INPUT RECORDS:
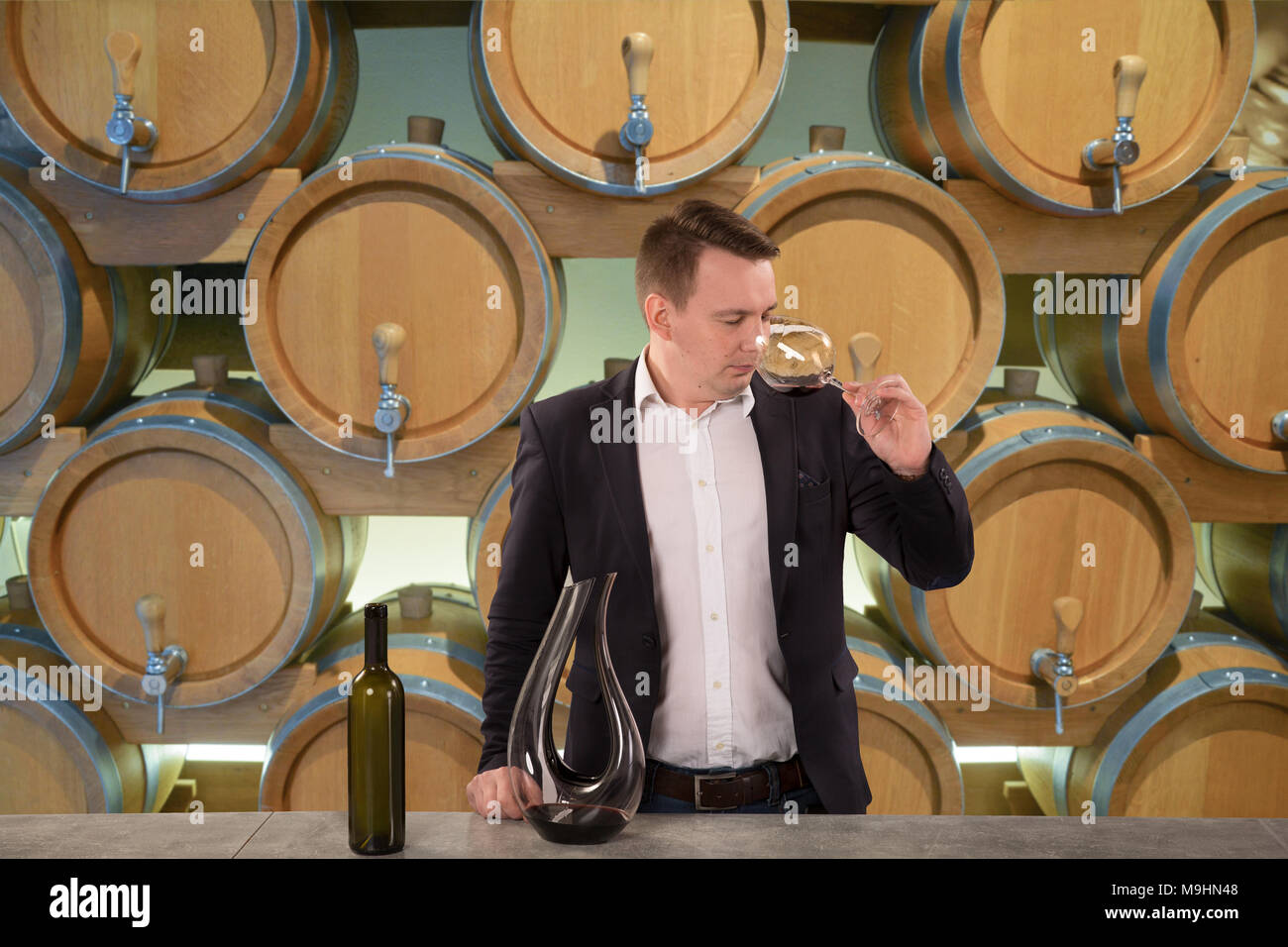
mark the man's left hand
[841,374,930,475]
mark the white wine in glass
[756,316,899,438]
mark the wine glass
[756,316,899,438]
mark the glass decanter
[507,573,644,845]
[756,316,899,438]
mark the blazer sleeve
[478,404,568,773]
[841,406,975,590]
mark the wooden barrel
[845,608,966,815]
[870,0,1256,217]
[0,153,174,454]
[245,132,564,462]
[259,585,491,811]
[1033,168,1288,473]
[735,140,1006,430]
[0,0,358,201]
[1019,611,1288,818]
[465,464,514,625]
[0,623,188,815]
[29,378,368,707]
[469,0,789,197]
[854,388,1194,708]
[1233,0,1288,164]
[1193,523,1288,648]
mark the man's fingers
[494,767,523,818]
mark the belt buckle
[693,773,738,811]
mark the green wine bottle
[349,601,407,856]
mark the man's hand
[841,374,930,474]
[465,766,541,818]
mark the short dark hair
[635,197,780,321]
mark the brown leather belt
[652,754,808,811]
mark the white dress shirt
[635,346,796,770]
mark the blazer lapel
[592,357,796,633]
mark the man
[467,200,975,818]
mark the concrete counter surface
[0,811,1288,858]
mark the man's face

GOAL: Transcribe every line above exactly, omitting the picture.

SOLUTION TO THE EXERCISE:
mark the man's left hand
[841,374,930,475]
mark the white wine in glass
[756,316,899,438]
mark the wine glass
[756,316,899,438]
mark the glass decanter
[507,573,644,845]
[756,316,899,438]
mark the blazer sleeve
[478,404,568,773]
[841,406,975,590]
mark the wooden barrel
[845,608,966,815]
[870,0,1256,217]
[0,153,174,454]
[245,132,564,462]
[259,585,491,811]
[1033,168,1288,473]
[735,140,1006,430]
[0,0,358,201]
[1019,611,1288,818]
[465,464,514,625]
[0,623,188,815]
[29,378,368,707]
[469,0,789,197]
[854,388,1194,708]
[1233,0,1288,164]
[1193,523,1288,648]
mark the man's fingers
[494,767,523,818]
mark the belt buckle
[693,773,738,811]
mark the green wine bottle
[349,601,407,856]
mark the man's hand
[841,374,930,474]
[465,766,541,818]
mark the short dark hair
[635,197,780,321]
mark the brown leather belt
[652,754,808,811]
mark the white dress shirt
[635,346,796,770]
mark the blazer lapel
[592,357,796,633]
mark the man
[467,200,975,818]
mark the concrete counter surface
[0,811,1288,858]
mark the man's face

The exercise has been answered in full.